30 Ekim 2016 01:00

Çocuk haklarına darbe

Çocuk haklarına darbe

Fotoğraf: Envato

Paylaş

Olağanüstü hal (OHAL) var ya, çocuklara ilgi olağanüstü arttı. OHAL o kadar olağanüstü ki, çocuklar olağanüstü yaratıcı oldular. Olağanüstü çalışmalar yapıyorlar ve bu çalışmalar olağanüstü sergilerde gözler önüne seriliyor.
Şaka bir yana, bu sergiler ile yapılmak istenen çok açık. Darbe girişimi ardından büyük bir halkla ilişkiler kampanyası başlatıldı ve toplumda yaratılmak istenen algı için her olanak, her araç kullanılıyor. Bu sergilerde gayet basit bir OHAL senaryosu var: Bir resim sergisi veya fotoğraf sergisi düzenlenir. Sergide okul yöneticilerinin, öğretmenlerin, bazen velilerin yönlendirmesi ile ortaya çıkan çalışmalara yer verilir. İşlenilmesi istenen tema, “Devlet-millet-el ele demokrasiyi kurtardı” olarak özetlenebilir. Buna uymayan çalışmalara kesinlikle yer verilmez.
Anlaşılacağı üzere, bu çok başarılı OHAL sergilerinde büyüklerin söylemek istedikleri küçüklerin ağzından söyletilir. Çocuklara ve gençlere “kurtarılan demokrasi” düzeninde uygun görülen budur: Bir papağan olmak. Yani, OHAL senaryosunun özeti çocukların bir araç olarak kullanılmasıdır. Sergi, atölye, tiyatro fark etmez; senaryo aynıdır. Taksim Meydanı’nda düzenlenen “15 Temmuz Çocuk Resim Atölyesi” de bu senaryoya uygundu. Atölyede, “Çocukların 15 Temmuz darbe girişimi esnasında yaşadığı travmaları ve sonrasında yaşadıkları duyguları dışa vurması” isteniyordu. Atölyeyi düzenleyen Beyoğlu Belediyesinin senaryosu ile ilkokullarda, liselerde düzenlenen olağanüstü etkinliklerin senaryosu aynıydı. Çocuklara büyüklerin istediklerini harfi harfine söyletmek.
Burada çok acı bir gerçek var: Çocuklar yeniden ve yeniden büyüklerin oyunlarından darbe yiyorlar. Darbe girişimleri, linç girişimleri, şu an sürmekte olan okullara yönelik kapsamlı saldırılar; bunların hepsi büyüklerin işi. Sonuçta acı çeken çocuklar. Ama bu yetmiyor. Büyükler, acı çeken çocukların acılarını da kullanmak istiyorlar. “Acılarınızı dışa vurun, sergileyelim ve düşmanlık üretelim, kin üretelim” diyorlar. Çocukların çektiği acılar umurlarında değil. “Çocukların yaşadığı travmaları ve duyguları sergileyeceğiz; kitap yapacağız” dedikleri zaman yalnız ve yalnız siyasi çıkarlarını gözetiyorlar.

### Veri içeriği
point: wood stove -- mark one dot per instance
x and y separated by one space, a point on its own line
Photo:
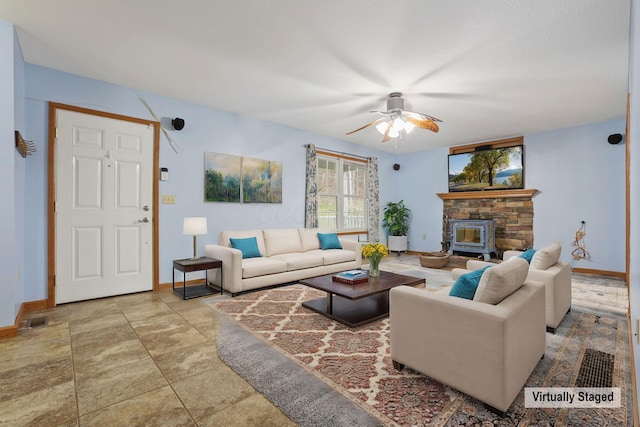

### Yazılı talimat A
Çocuk hakları yazısına göre Taksim Meydanı'ndaki "15 Temmuz Çocuk Resim Atölyesi"ni hangi kurum düzenledi?
### Yazılı talimat B
Lütfen çocuk hakları yazısını son cümlesinden sonra aynı üslupla sürdürün.

### Görev yanıtı A
Atölyeyi Beyoğlu Belediyesi düzenledi.

### Görev yanıtı B
Bu anlayış, yani çocukların siyasi amaçla kullanılması bugünkü rejim için olağan bir yöntem. Yıllar boyunca ısrarla çocukların kafalarına Çanakkale Zaferi teması işlendi, okullarda sergiler açıldı, korkunç piyesler sahnelendi. Çocuklar Çanakkale’ye götürüldü. Hatta bir uçak dolusu çocuk Diyarbakır’dan Çanakkale’ye götürüldü ve geri getirildiklerinde başbakana “Türk-Kürt birlikte öldü; biz kardeşiz” mesajını içeren mektuplar yazmaları sağlandı. Bu mektuplar bizzat başbakan tarafından okundu; sonra hızla kitap olarak basıldı. Acı ama gerçek: Çocuklar korumasızlar ve iktidar tarafından ısrarla siyasi malzeme olarak kullanılıyorlar.
OHAL sergileri, atölyeleri vb. var olan bir anlayışın daha sık ve aşırı kullanılması demek. Hedefin ne olduğunu “dindar ve kindar nesil” söyleminden biliyoruz. İstenen çocukların büyüklerin istediği şeyleri söylemeleri, birer papağan olmaları. Büyüklerin istedikleri yönde kin tutmaları, silaha ve militarizme alışmaları. Yani bir kalıptan çıkma, kolay yönetilen kitlelere dönüşmeleri.
Çocukların kin tutmalarını isteyen bir rejim insanlığa aykırıdır; insanlığa yakışmaz. 15 Temmuz darbe girişimi OHAL darbesi için gerekçe oldu. Bugün Türkiye’de insan haklarına, doğaya, hukuk devletine, sosyal devlete darbe üzerine darbe vuruluyor. Çocukların payına düşen de çok açık ama yine de söylemek gerek: Çocukların birer papağan olarak kullanıldığı sergi ve benzeri tüm çalışmalar, çocuk haklarını çiğnemek ve çocuk haklarına darbe vurmaktır.